What you are asked to do:
Rename every occurrence of "covering the object tightly" in the listing below to "fitting the object closely", leaving all other text as it is. Omit the pictures from your version.

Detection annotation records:
▼▼▼

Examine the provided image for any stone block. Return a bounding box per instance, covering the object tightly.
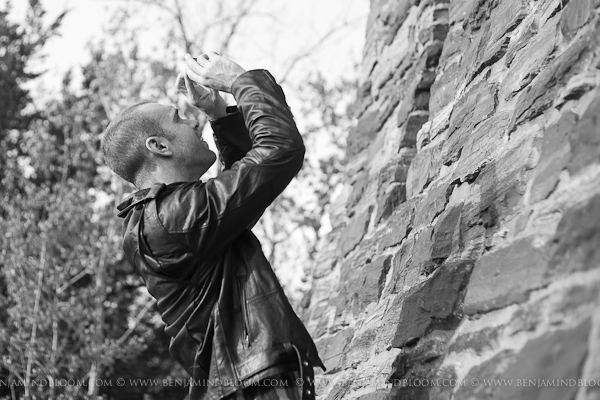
[347,170,369,207]
[388,237,420,293]
[315,328,354,374]
[448,327,503,354]
[347,110,383,154]
[530,111,577,203]
[464,239,549,314]
[431,205,462,262]
[567,89,600,176]
[559,0,593,40]
[450,80,498,134]
[549,195,600,275]
[398,111,429,148]
[494,319,591,400]
[511,31,598,130]
[339,256,392,316]
[419,23,450,44]
[375,183,406,223]
[392,263,471,347]
[501,20,558,100]
[377,203,415,248]
[340,207,373,256]
[454,350,516,400]
[415,183,449,227]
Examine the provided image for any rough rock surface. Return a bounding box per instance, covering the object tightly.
[304,0,600,400]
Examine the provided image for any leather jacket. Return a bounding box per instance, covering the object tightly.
[119,70,324,399]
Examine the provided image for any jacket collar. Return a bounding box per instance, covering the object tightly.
[117,183,167,218]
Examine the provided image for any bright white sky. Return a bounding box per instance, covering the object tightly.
[0,0,369,96]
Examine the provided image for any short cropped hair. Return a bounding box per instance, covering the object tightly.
[102,101,170,187]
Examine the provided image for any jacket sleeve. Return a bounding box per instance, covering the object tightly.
[210,106,252,169]
[159,70,305,257]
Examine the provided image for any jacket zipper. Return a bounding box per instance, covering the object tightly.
[237,279,250,348]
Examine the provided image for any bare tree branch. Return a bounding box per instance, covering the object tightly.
[277,17,362,85]
[220,0,258,53]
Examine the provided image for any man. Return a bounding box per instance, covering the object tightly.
[102,53,324,399]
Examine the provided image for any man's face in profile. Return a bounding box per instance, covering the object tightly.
[139,103,217,179]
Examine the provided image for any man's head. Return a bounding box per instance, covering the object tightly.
[102,102,216,188]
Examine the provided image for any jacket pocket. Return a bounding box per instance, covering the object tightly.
[237,276,250,348]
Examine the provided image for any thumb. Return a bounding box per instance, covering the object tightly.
[175,72,187,94]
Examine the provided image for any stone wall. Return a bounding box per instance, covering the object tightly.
[305,0,600,400]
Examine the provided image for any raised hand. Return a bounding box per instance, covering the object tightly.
[185,51,246,93]
[176,72,227,119]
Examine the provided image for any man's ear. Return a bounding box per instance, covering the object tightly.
[146,136,173,157]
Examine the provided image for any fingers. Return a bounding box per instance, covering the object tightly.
[175,72,187,94]
[183,75,196,96]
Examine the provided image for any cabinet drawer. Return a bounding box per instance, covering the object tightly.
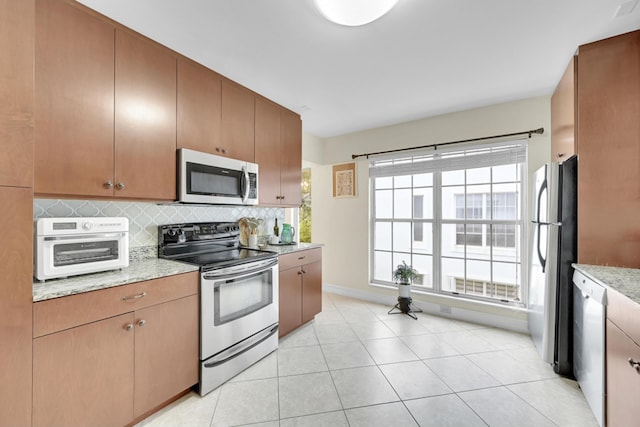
[33,272,198,338]
[607,288,640,345]
[278,248,322,270]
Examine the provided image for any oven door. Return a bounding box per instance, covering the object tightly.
[200,258,278,360]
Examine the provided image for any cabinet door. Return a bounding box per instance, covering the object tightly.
[578,31,640,267]
[34,0,115,196]
[134,295,199,417]
[0,0,34,189]
[33,313,134,427]
[256,98,282,205]
[606,319,640,427]
[280,110,302,206]
[115,29,176,200]
[278,267,302,337]
[177,58,222,154]
[551,56,578,162]
[302,262,322,323]
[0,188,33,426]
[220,79,255,162]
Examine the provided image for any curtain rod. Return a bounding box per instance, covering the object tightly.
[351,128,544,159]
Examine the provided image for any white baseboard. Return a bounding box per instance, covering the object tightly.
[322,283,529,334]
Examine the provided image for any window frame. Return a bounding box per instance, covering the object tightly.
[369,141,528,306]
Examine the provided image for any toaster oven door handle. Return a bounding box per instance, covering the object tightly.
[44,232,126,242]
[241,166,251,203]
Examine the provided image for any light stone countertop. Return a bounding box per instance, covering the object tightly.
[33,243,322,302]
[573,264,640,304]
[263,243,324,255]
[33,252,199,302]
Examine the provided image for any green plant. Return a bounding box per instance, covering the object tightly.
[393,260,418,285]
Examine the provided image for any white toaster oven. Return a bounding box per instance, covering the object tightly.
[33,217,129,280]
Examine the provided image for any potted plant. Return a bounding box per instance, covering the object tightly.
[393,260,418,298]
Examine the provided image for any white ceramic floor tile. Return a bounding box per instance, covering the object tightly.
[400,334,460,359]
[404,394,484,427]
[458,387,556,427]
[331,366,400,409]
[278,345,329,377]
[507,378,598,427]
[278,323,319,348]
[349,320,395,341]
[314,324,358,344]
[345,402,418,427]
[383,314,429,337]
[424,356,500,392]
[466,351,556,385]
[473,328,534,350]
[279,372,342,418]
[280,411,349,427]
[137,389,220,427]
[440,331,497,354]
[212,378,278,427]
[229,351,278,382]
[363,338,418,365]
[321,341,375,370]
[380,361,452,400]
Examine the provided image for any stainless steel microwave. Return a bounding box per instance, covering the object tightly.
[178,148,258,205]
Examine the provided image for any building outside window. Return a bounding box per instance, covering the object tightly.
[370,141,526,303]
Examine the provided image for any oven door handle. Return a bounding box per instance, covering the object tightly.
[44,232,126,242]
[204,323,278,368]
[202,258,278,281]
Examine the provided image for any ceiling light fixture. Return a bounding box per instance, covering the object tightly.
[314,0,398,27]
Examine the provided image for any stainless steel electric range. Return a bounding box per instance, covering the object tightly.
[158,222,278,396]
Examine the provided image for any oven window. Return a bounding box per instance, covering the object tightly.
[213,269,273,326]
[187,163,242,197]
[53,240,118,267]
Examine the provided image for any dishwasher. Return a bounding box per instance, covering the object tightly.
[573,270,607,426]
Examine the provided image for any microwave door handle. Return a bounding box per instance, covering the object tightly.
[241,166,251,203]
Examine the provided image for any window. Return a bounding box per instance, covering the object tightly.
[370,141,526,302]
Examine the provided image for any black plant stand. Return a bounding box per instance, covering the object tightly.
[388,297,422,320]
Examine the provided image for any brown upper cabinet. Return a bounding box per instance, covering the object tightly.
[551,56,578,162]
[34,0,176,200]
[177,58,222,154]
[220,79,255,162]
[255,97,302,206]
[113,29,176,200]
[577,30,640,268]
[34,0,115,196]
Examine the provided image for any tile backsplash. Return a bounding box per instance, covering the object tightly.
[33,199,284,248]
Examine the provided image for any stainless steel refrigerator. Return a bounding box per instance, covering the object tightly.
[528,156,578,377]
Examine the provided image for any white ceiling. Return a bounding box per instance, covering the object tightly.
[79,0,640,137]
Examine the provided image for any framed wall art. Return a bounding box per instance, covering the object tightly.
[333,162,356,197]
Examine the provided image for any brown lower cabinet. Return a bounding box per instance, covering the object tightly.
[33,273,198,427]
[279,248,322,337]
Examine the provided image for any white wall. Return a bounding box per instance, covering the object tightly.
[303,97,550,332]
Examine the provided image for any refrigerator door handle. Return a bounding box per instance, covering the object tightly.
[536,224,547,273]
[535,173,548,222]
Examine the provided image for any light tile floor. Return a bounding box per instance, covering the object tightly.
[138,294,597,427]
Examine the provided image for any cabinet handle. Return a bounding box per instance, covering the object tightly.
[122,292,147,301]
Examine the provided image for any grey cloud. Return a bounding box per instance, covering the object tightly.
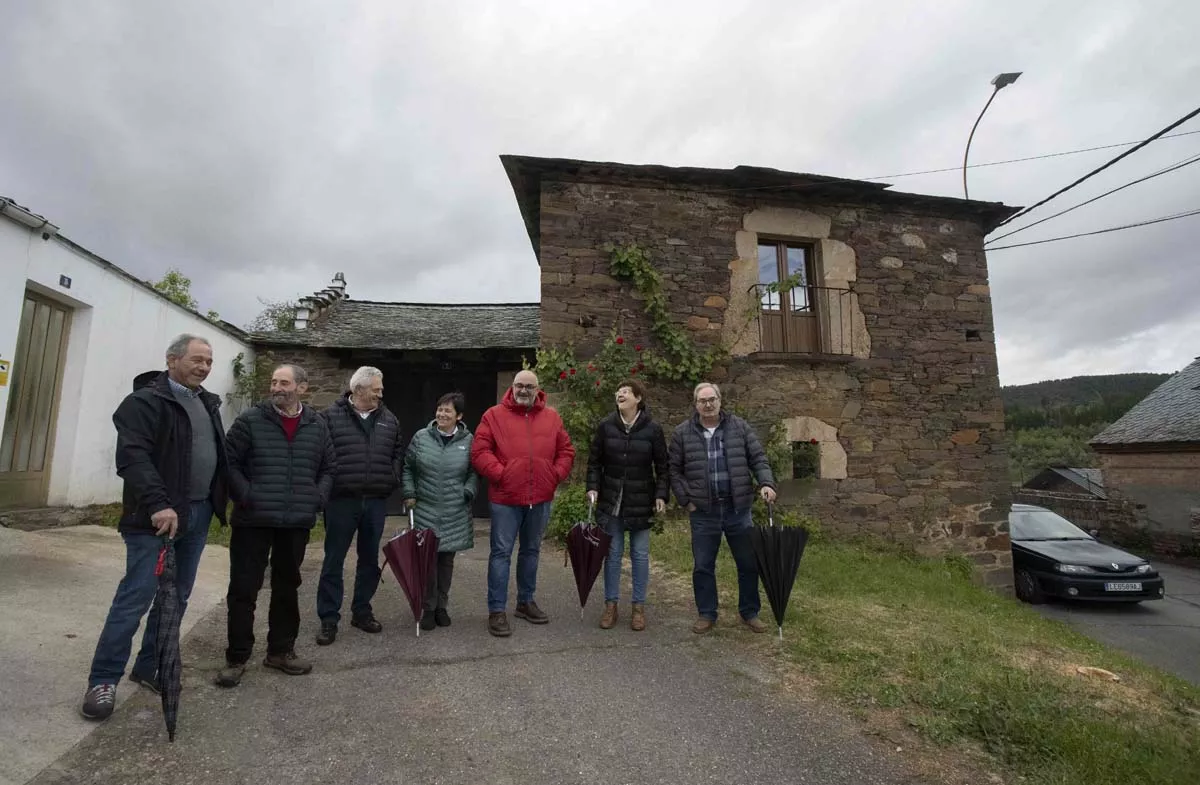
[0,0,1200,382]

▲▲▲

Final result:
Examine the provided image for any stone block. Return a bounding box per instance, fitting the object closely.
[347,170,369,207]
[388,237,420,293]
[315,328,354,374]
[448,327,503,354]
[347,110,383,154]
[530,111,577,203]
[464,239,549,314]
[431,205,462,262]
[567,89,600,176]
[559,0,593,40]
[450,80,498,134]
[549,195,600,275]
[398,111,429,148]
[494,319,591,400]
[511,31,598,130]
[339,256,392,316]
[419,23,450,44]
[375,183,406,223]
[392,263,471,347]
[501,20,558,100]
[377,203,415,248]
[340,207,373,256]
[454,350,516,400]
[415,183,449,227]
Examine the provided image for any rough rock surface. Return a bounding box per instance, fitting the object closely.
[304,0,600,400]
Examine the provided image for any leather jacket. Return a bounding box per instance, fitting the object closely.
[119,70,324,399]
Examine the provided image for any jacket collar. Return a bounding box per instance, fitting the object closely.
[117,183,167,218]
Examine the provided image for any bright white sky. Return a bounding box per instance, fitting the object closely.
[0,0,369,96]
Examine the provided image for any short cropped hair. Return a bounding box per instance, fitting the object closely.
[102,101,170,187]
Examine the provided image for any jacket sleeve. Return a bounding box per instance, fitting the object closely.
[210,106,252,169]
[159,70,305,257]
Examine the provided image for any jacket zipper. Return a bounding box per instance, fitting the object closely.
[237,279,250,348]
Examine the provided image for any bare tree branch. Return a bounding box per instance, fitting the object closely.
[277,17,362,85]
[220,0,258,53]
Examine the provided image for any man. Return a bounding box per instance, fitting the object closely.
[102,53,324,399]
Examine the provided image for any man's face in profile. Return a bounding box per instance, fitting the object closely.
[139,103,217,179]
Examine the provided image for any man's head. Return a bounding box per instance, fitting the object closely.
[102,102,216,188]
Examine the provided image for any jacket pocket. Return a bounding box per instance, fitting the object closely.
[237,276,250,348]
Examine the provided image for any thumb. Return a bounding box per instance, fitting the object closely.
[175,72,187,94]
Examine the provided image for any stone wall. Return a bounding box per instance, fitting the object closely.
[305,0,600,400]
Examine the provided image for any raised hand. Return a bounding box per instance, fitting the object closely.
[185,51,246,93]
[176,72,227,119]
Examine the provided image for any man's ear. Return a bounding box per instance, fitting the object closely.
[146,136,173,157]
Examine the provided image for any fingers. Return a bounding box per instance, fitting the object closely.
[175,72,187,94]
[183,75,196,96]
Examine the provided image for any cabinet drawer. Return a bounding box per instance, fitting the object closely.
[33,272,198,338]
[607,288,640,345]
[278,248,322,270]
Examine the provided image for any oven door. Return a bounding box per instance, fitting the object closely.
[200,258,278,360]
Examine the provided image for any cabinet door. Return a bounding box per instance, fitting the object closely.
[578,31,640,267]
[34,0,115,196]
[134,295,199,417]
[0,0,34,189]
[33,313,134,427]
[256,98,282,205]
[606,319,640,427]
[280,110,302,206]
[115,29,176,200]
[278,267,302,337]
[177,58,222,154]
[551,56,578,162]
[302,262,322,323]
[0,188,33,426]
[220,79,255,162]
Examine the provided image for any curtain rod. Return a bounding box per instance, fitting the object closely.
[351,128,544,159]
Examine the provided image for any white baseboard. Return a bounding box per instance, fitting the object closely.
[322,283,529,334]
Examine the provided image for any window frame. Return a bounding box per instance, fitting the object closely.
[369,141,528,306]
Examine the provided image for any toaster oven door handle. Return a bounding box per instance, fitting the object closely.
[44,232,126,242]
[241,166,251,203]
Examine the provided image for any light stone countertop. Return a bounding box per instance, fitting the object closely.
[33,243,322,302]
[573,264,640,304]
[263,243,324,255]
[33,252,199,302]
Examine the provided image for any green plant. Return a bounding box per instance, fitting the object closely.
[393,260,418,285]
Examine the provided image for any white toaster oven. Return a bounding box per instance, fitting the object closely.
[33,217,129,280]
Examine the provided image for any potted plant. Return a bounding box per instance, fitting the object closely.
[393,260,418,298]
Examine the provided image for any white ceramic floor tile. Return a bounding box per instance, fitting the object closely.
[400,334,460,359]
[404,394,484,427]
[458,387,556,427]
[331,366,400,409]
[278,345,329,377]
[507,378,598,427]
[278,323,319,348]
[349,320,395,341]
[314,324,358,344]
[345,402,418,427]
[383,314,429,337]
[424,356,500,392]
[466,351,556,385]
[473,328,534,350]
[279,372,342,418]
[280,411,349,427]
[137,389,220,427]
[440,331,497,354]
[212,378,278,427]
[229,351,278,382]
[363,338,418,365]
[321,341,375,370]
[380,361,452,400]
Examine the provided image for any stainless steel microwave. Return a bounding box per instance, fitting the object closely.
[178,148,258,205]
Examine the provided image for any building outside window. Return a bounding box per instance, fitting the object closely.
[370,141,526,303]
Examine the provided image for any oven door handle. Return a bounding box per instance, fitting the object closely.
[44,232,126,242]
[204,323,278,368]
[202,258,278,281]
Examine the provided image for any ceiling light fixture. Return a bounding box per instance, fitting the object closely.
[314,0,398,27]
Examine the provided image for any stainless steel electric range. Return a bounding box per instance, fitting the object closely.
[158,222,278,396]
Examine the provided image for any oven window. Return a bounding box per instance, fitting the object closely.
[213,269,273,326]
[187,163,242,197]
[53,240,118,267]
Examine the provided image for any dishwasher. Return a bounding box per instance, fitting the object closely.
[573,270,607,426]
Examine the provided image for any microwave door handle. Return a bounding box per instance, fitting the object closely.
[241,166,251,203]
Examine the provided image for any window. Return a bounding box per instance, fitting the object closely.
[370,141,526,302]
Examine the provided image for any black plant stand. Return a bounding box per instance, fitting the object closely.
[388,297,422,320]
Examine the provided image for any brown upper cabinet. Return a bounding box per instance, fitting the object closely.
[551,56,578,162]
[34,0,176,200]
[177,58,222,154]
[220,79,255,162]
[255,97,302,206]
[113,29,176,200]
[577,30,640,268]
[34,0,115,196]
Examine the provided image for any tile backsplash. Return a bounding box per instance, fitting the object closely.
[33,199,284,248]
Examine the provided image for any stainless steel refrigerator. Return a bounding box per instance, fitting the object closely.
[528,156,578,377]
Examine the provided image for any white ceiling. Return a bounding box per instance, fitting the object closely.
[79,0,640,137]
Examine the provided image for any framed wall art. Return a bounding box per instance, fitting the object closely.
[333,162,356,197]
Examine the provided image for any brown lower cabinet. Return a bounding box per instance, fitting the object closely.
[33,273,198,427]
[279,248,322,337]
Examine the provided image for any white wall. Return a bounding box per instance, fitting the object closely.
[303,97,550,332]
Examine the provided image for any refrigerator door handle. Return a bounding box per instance, fitting the object closely.
[536,224,547,273]
[535,173,548,222]
Examine the provided image for any light tile floor. Return a bounding box per instance, fitting the object closely.
[138,294,597,427]
Examine the provided image for any cabinet handle. Return a bounding box per instance, fitting the object closely.
[122,292,147,301]
Examine the provided image for any grey cloud. Return a bounding box per instance, fitting the object closely.
[0,0,1200,382]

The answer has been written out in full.